# grounding rod on new construction



## Sparky Joe (Apr 29, 2006)

CE1 said:


> You sure can. Just make sure that you have clearance in the panel to do it. If it is metal conduit make sure you use a grounding bushing. If it PVC pipe there is no need for a grounding bushing(but it looks good if you use a *plastic* bushing on the conduit connector). Also do not do this when any part on the panel is hot.:no:
> 
> Carry On


A plastic bushing is required on all connectors with #4 or larger wire. Typically we put them on all pipes 1" and larger


----------



## CE1 (Dec 30, 2005)

Sparky Joe said:


> A plastic bushing is required on all connectors with #4 or larger wire. Typically we put them on all pipes 1" and larger


Look at NEC 352.46. Rigid nonmetallic conduit male-adapter termination fittings are sometimes considered to provide the required smooth rounded insulating surface. But check with the inspector and probably California would require them. Using plastic bushings on RNC would fall under the heading of “Quality Workmanship” or “Exceed Customer’s Expectations” for maybe $1.15.

Carry On :cheesygri


----------



## thom (Nov 3, 2006)

Do I understand that some of you guys make up your connections to the foundation rebar in the concrete? Around here, that connection must be accessible. The concrete contractor bends a rebar up and out of the stemwall projecting up about 24" above the top of the stem. The rebar is properly tied to the rest of the rebar within the footing.

The electrician (in this case we) makes up the connection within the wall. We attach a 4X4 mud ring to a stud in front of the connection so when we trim we can put a blank cover to hide the connection. The inspectors checks at the time of rough-in to insure the connecton will be accessible.


----------

*Given problem 1*. Replace "rebar" with "reinforcing bar" in the part of the forum thread that starts at the words "Carry On :cheesygri" and stops after "within the footing.", then write out that part.
The forum thread above and the records that come next are unrelated material.

*Dataset*.
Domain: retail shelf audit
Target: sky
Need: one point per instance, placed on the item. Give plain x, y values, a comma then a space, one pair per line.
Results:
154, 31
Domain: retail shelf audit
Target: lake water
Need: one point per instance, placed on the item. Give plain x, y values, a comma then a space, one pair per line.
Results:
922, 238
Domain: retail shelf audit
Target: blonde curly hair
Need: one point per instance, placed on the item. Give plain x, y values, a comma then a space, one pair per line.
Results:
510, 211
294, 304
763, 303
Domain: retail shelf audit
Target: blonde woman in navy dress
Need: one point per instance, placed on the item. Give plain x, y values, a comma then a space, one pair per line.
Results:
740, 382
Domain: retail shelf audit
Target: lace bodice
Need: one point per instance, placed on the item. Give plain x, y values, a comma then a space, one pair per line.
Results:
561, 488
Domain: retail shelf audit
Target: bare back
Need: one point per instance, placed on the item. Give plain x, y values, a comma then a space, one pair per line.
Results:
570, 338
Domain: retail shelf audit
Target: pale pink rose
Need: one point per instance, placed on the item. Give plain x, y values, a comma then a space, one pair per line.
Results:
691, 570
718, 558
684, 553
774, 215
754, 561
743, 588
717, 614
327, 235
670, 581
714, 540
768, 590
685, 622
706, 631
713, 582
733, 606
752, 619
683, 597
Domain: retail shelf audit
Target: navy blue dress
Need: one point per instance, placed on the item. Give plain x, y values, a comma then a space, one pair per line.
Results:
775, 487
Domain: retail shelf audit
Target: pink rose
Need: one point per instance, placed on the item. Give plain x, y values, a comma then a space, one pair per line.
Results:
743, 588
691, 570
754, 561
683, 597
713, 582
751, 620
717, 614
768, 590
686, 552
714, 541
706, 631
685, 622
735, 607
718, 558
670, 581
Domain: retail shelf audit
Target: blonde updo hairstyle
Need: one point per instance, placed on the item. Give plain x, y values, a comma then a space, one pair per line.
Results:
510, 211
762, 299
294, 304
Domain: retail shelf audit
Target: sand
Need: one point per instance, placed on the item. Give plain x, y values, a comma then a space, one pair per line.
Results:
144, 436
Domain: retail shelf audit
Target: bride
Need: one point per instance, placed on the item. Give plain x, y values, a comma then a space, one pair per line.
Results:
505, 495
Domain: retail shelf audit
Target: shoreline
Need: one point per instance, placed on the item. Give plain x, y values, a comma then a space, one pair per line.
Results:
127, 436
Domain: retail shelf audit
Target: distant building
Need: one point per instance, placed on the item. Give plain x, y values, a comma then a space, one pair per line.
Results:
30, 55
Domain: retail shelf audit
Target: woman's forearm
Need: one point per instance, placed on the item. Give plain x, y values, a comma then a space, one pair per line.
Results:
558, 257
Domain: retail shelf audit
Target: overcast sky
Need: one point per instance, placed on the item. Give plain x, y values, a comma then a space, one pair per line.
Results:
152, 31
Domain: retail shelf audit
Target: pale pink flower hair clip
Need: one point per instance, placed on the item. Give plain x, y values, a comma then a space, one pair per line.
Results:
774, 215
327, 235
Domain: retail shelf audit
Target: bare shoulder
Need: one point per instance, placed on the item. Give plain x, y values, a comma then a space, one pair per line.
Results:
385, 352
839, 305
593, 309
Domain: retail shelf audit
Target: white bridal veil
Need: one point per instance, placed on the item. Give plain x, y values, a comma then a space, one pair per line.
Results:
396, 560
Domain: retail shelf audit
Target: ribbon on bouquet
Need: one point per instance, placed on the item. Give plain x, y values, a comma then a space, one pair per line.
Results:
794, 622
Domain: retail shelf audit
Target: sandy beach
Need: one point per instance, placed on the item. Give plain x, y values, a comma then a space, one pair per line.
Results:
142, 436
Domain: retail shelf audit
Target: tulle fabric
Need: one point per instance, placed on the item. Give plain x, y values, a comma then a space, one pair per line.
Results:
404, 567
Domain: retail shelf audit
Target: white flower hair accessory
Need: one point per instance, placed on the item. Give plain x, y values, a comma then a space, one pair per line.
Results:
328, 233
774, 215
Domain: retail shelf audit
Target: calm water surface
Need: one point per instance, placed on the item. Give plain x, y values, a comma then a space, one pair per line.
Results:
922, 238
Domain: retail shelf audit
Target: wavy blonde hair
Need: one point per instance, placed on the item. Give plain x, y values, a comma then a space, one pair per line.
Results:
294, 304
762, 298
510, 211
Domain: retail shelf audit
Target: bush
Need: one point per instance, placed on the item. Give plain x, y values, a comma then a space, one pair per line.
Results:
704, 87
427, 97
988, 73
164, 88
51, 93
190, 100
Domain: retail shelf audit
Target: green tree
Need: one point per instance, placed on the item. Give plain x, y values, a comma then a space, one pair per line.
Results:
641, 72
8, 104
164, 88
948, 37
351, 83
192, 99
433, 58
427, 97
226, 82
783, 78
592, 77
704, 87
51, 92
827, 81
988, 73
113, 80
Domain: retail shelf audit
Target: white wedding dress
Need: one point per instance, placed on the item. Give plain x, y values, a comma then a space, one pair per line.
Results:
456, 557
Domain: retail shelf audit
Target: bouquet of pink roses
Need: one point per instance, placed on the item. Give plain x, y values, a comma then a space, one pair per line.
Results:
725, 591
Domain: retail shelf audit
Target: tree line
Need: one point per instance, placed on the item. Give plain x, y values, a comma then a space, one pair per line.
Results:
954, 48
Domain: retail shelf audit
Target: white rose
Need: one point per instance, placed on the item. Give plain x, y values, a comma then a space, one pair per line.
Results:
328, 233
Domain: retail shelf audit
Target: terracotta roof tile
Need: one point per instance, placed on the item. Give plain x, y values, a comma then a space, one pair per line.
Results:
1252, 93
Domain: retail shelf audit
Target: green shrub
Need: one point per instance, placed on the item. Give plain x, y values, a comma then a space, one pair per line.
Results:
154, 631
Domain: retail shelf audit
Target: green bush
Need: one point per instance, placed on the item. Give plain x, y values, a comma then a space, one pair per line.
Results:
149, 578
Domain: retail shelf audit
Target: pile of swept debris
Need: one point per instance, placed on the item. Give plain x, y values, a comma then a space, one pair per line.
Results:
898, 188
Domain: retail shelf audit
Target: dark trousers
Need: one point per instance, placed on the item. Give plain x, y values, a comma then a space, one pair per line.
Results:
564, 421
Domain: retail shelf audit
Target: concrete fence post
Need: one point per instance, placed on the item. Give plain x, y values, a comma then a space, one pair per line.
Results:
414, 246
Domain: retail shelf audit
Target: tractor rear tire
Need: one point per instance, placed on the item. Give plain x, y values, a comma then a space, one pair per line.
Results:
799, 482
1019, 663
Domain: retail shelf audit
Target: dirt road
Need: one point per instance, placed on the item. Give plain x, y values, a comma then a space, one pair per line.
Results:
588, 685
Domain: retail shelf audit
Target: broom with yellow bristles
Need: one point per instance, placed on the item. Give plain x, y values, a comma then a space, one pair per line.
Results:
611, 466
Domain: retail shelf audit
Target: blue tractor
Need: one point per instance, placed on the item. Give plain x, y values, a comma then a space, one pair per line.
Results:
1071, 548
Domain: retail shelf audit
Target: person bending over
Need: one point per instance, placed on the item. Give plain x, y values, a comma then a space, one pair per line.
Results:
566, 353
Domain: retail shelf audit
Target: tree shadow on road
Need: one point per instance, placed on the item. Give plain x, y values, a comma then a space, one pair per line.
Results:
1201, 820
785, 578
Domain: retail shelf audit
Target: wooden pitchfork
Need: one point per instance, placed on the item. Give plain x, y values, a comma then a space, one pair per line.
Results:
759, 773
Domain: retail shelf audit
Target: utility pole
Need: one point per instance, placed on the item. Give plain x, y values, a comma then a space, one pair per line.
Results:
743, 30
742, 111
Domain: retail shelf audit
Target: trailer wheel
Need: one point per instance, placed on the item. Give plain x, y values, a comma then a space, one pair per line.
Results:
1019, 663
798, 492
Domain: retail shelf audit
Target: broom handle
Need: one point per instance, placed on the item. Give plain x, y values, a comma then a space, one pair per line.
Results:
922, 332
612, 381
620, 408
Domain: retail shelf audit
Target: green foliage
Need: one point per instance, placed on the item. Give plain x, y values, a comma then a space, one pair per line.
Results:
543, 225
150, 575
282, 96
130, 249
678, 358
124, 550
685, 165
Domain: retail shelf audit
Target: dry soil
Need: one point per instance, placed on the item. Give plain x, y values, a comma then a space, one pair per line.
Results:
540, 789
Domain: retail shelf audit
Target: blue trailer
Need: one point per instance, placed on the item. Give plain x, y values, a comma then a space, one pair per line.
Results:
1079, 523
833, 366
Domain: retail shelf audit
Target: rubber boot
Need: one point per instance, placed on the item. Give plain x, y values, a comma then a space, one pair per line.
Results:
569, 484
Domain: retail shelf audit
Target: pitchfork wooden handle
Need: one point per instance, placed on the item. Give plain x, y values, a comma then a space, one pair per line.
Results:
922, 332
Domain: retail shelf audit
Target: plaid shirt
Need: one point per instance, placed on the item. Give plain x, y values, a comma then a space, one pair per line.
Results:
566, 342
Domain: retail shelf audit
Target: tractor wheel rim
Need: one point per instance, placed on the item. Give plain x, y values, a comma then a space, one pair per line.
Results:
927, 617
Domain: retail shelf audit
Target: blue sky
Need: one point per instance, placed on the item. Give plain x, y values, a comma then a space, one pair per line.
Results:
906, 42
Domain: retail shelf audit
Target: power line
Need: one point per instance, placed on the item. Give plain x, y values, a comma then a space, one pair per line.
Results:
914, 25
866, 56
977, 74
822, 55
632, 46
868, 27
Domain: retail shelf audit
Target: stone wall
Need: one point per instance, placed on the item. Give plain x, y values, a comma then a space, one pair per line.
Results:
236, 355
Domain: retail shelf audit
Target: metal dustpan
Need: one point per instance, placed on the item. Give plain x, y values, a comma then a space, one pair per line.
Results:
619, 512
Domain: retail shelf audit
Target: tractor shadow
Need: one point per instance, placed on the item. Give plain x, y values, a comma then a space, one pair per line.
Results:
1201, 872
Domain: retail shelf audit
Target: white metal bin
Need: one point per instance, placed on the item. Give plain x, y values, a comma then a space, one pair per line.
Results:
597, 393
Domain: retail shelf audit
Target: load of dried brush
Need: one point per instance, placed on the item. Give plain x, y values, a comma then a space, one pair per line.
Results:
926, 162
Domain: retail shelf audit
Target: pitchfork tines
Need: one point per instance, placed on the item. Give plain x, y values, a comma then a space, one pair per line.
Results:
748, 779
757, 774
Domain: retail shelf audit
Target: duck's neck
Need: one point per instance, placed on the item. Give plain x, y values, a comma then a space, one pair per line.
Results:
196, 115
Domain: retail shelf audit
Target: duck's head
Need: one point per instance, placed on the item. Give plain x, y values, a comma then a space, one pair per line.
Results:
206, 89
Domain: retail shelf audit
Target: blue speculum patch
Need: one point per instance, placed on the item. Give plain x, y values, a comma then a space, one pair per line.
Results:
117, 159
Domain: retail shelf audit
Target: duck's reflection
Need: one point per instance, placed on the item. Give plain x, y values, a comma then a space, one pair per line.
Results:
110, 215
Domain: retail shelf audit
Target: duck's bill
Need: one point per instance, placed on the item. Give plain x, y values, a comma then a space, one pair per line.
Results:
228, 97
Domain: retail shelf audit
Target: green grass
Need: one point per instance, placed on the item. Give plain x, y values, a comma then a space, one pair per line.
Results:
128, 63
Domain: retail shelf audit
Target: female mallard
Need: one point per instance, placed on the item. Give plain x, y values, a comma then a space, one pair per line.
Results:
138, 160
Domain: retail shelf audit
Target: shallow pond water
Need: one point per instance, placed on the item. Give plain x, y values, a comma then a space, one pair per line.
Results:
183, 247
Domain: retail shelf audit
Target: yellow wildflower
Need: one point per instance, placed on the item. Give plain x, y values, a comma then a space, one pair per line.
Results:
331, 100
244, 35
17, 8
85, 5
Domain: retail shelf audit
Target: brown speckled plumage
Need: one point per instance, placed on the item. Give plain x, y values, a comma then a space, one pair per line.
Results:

*Given problem 2*. List each line of the records in which the word "water" appears.

*Right answer 1*.
Carry On :cheesygri


----------



## thom (Nov 3, 2006)

Do I understand that some of you guys make up your connections to the foundation reinforcing bar in the concrete? Around here, that connection must be accessible. The concrete contractor bends a reinforcing bar up and out of the stemwall projecting up about 24" above the top of the stem. The reinforcing bar is properly tied to the rest of the reinforcing bar within the footing.

*Right answer 2*.
Target: lake water
Target: calm water surface
Target: shallow pond water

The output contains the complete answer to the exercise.